Saturday, March 23, 2013
MOOCs Getting Bigger
MOOCs (or Massive Open Online Courses) emerged in 2008. Offering students the opportunity to study high quality courses with prestigious universities, but interestingly do not demand entry requirement and the courses are online and can be undertaken from anywhere and regardless of a student’s financial circumstances.
MOOCs are built for an online networked world where they can form virtual shared interest communities that can cut across geographical and cultural boundaries. These communities offer the learning support rather than the academic staff and assessment of MOOC courses includes peer-assessed written assignments and computer marked tests.
Course can include video lectures, online discussion boards, blogs, wikis and use social networking sites such as Twitter and Facebook.
Coursera, was set up as a MOOCs less than a year ago by Stanford University and today offers online courses from 62 universities to some 2.8 million online registered students has now announced that it is signing up a further 29 universities, including institutions in the US, Europe and Asia. The move outside the United States includes the likes of; the Chinese University of Hong Kong, Ecole Polytechnique in France, Leiden University in Holland, Sapienza University of Rome in Italy, the University of Tokyo in Japan, National University of Singapore and the University of Geneva in Switzerland with new US universities including Northwestern, Penn State and Rutgers.

(Point localization data)

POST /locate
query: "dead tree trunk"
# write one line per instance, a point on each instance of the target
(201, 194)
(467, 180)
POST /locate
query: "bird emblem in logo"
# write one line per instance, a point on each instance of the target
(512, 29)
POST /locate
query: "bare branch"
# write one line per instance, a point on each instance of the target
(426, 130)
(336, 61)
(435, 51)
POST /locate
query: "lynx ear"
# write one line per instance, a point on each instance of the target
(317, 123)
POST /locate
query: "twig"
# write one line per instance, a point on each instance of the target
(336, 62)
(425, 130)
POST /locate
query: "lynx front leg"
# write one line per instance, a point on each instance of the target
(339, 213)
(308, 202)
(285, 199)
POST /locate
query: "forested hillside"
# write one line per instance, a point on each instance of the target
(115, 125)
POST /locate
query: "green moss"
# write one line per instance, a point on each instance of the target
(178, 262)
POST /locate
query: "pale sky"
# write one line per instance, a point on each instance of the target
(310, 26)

*Tasks to complete*
1: According to the post on MOOCs, in what year did MOOCs first emerge?
2: Please write the next part of the post on MOOCs, picking up after its final sentence.
This material was drawn from a different source than the post on MOOCs.

*Outputs in order*
1: MOOCs emerged in 2008.

2:
At present, although these online courses might be as difficult as their campus-based versions, most of them are not formally recognised as counting as course credits. However, five Courera courses including a genetics course from Duke University and algebra at University of California, have been recommended for accreditation. The interesting thing is that these courses are now effectively in the reach of students around the world.
The change is potentially significant effectively pitching high cost traditional campus-based courses against low cost and free online courses, which are distant based. One charging the students the other raising revenue from internet traffic and add-on services.
The edX competitor which is by the MIT (Massachusetts Institute of Technology) and Harvard has also announced an international expansion with the likes of Australian National University, Delft University of Technology in the Netherlands, École Polytechnique Fédérale de Lausanne in Switzerland, McGill University and the University of Toronto in Canada and Rice University in the US.
The Open University in the UK has Futurelearn, with some 18 universities and institutions Universities such as Bath, Leicester, Nottingham, Queen's Belfast and Reading and also the British Library developing online courses.
So what is the future of the bricks and motor institutions with their spiraling fees and demand against this new breed of distance online and cheaper alternatives? Distance learning is not new but what is new is the commercial approach and collective collaborative platforms which could offer the best for less.